→ **AIM**
Please pick out and copy every line of the data below that contains the word "coat", treating uppercase and lowercase as different.

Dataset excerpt

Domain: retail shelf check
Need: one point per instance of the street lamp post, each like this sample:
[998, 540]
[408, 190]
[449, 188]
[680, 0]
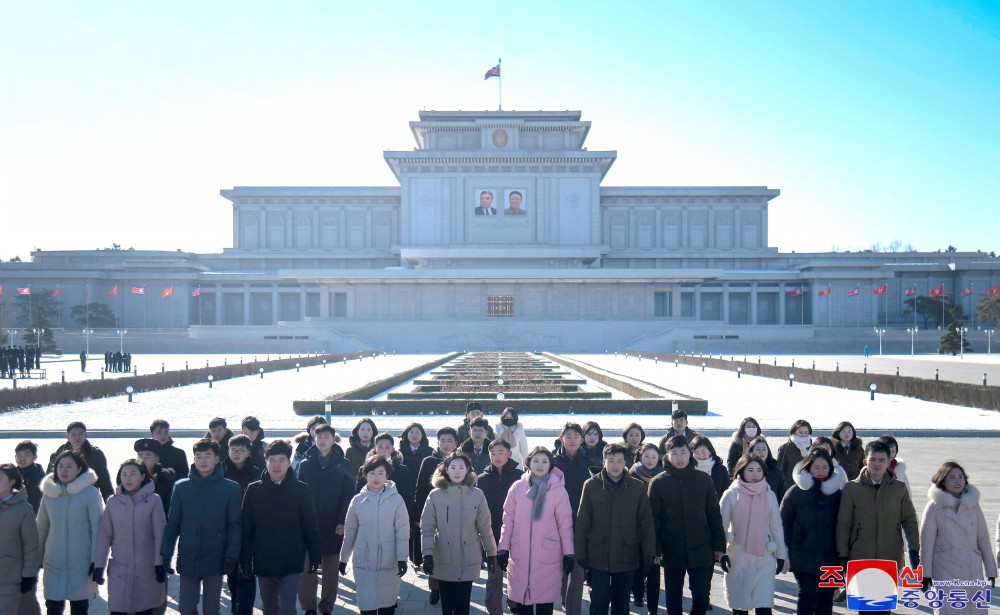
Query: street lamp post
[913, 333]
[879, 333]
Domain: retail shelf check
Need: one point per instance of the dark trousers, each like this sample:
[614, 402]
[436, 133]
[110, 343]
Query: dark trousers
[76, 607]
[699, 582]
[813, 599]
[647, 585]
[455, 597]
[242, 593]
[609, 590]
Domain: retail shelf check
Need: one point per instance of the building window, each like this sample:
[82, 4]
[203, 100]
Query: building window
[500, 305]
[663, 304]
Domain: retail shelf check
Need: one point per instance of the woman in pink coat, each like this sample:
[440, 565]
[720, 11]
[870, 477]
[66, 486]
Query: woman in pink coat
[536, 541]
[131, 530]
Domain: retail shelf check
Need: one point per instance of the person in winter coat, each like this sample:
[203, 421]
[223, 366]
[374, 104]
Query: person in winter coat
[708, 461]
[360, 443]
[511, 431]
[205, 515]
[456, 529]
[131, 532]
[689, 535]
[69, 519]
[280, 530]
[93, 457]
[740, 445]
[809, 518]
[756, 542]
[646, 583]
[954, 540]
[32, 473]
[328, 474]
[873, 509]
[20, 556]
[170, 456]
[495, 482]
[239, 468]
[614, 533]
[536, 539]
[793, 451]
[775, 479]
[376, 533]
[848, 449]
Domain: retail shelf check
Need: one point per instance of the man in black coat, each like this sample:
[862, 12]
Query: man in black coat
[689, 534]
[280, 530]
[495, 481]
[170, 456]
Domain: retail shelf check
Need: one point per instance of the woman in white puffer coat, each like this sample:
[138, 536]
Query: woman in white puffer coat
[756, 549]
[954, 541]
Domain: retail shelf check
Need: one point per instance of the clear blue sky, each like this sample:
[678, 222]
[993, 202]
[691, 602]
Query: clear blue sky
[121, 121]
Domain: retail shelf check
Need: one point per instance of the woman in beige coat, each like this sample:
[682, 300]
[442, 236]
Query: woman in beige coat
[456, 528]
[19, 555]
[377, 532]
[954, 541]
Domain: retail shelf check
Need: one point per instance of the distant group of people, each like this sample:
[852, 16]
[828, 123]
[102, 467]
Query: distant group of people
[288, 518]
[17, 361]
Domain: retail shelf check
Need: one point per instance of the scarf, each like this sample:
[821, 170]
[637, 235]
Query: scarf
[751, 517]
[647, 475]
[802, 442]
[539, 486]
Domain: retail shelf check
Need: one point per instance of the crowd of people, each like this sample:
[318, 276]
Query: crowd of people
[287, 519]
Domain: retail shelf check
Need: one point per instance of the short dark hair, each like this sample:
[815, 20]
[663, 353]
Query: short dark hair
[617, 447]
[206, 444]
[26, 445]
[278, 447]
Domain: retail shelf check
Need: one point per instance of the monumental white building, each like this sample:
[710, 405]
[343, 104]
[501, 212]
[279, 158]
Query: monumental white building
[500, 234]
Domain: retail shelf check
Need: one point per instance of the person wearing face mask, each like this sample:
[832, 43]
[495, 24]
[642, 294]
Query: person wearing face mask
[954, 539]
[755, 537]
[809, 519]
[793, 451]
[510, 430]
[742, 437]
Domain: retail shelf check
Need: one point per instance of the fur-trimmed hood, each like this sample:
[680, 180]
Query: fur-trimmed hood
[52, 488]
[969, 499]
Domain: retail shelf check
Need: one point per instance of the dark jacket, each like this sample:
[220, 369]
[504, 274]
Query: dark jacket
[333, 487]
[205, 515]
[95, 459]
[614, 526]
[809, 517]
[495, 484]
[480, 461]
[279, 527]
[175, 459]
[576, 471]
[687, 517]
[32, 478]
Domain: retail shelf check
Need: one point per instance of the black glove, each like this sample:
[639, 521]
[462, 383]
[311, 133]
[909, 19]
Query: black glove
[724, 563]
[27, 583]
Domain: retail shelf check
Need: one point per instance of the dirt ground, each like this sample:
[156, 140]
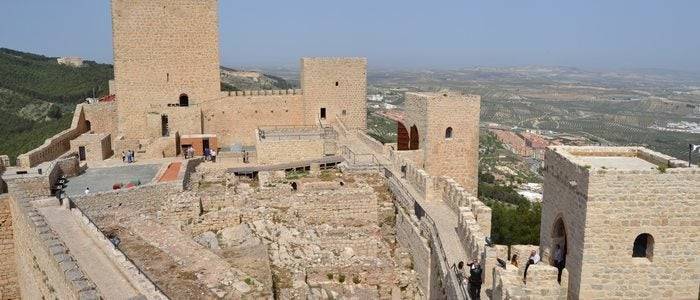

→ **SOLUTION**
Need: one point per instance of the woman in pink coat, each like this sample:
Query: woman in pink coat
Need: one point per instance of the person in winter coat, each like this sample:
Query: person in winter coat
Need: one point per instance of the man in black coat, each like this sample:
Query: man in black coat
Need: one point per instance of the woman in white puffer coat, each like this sample:
Query: woman in white puffer coat
Need: one point per instance of the woman in beige coat, each like this sample:
Query: woman in beige coat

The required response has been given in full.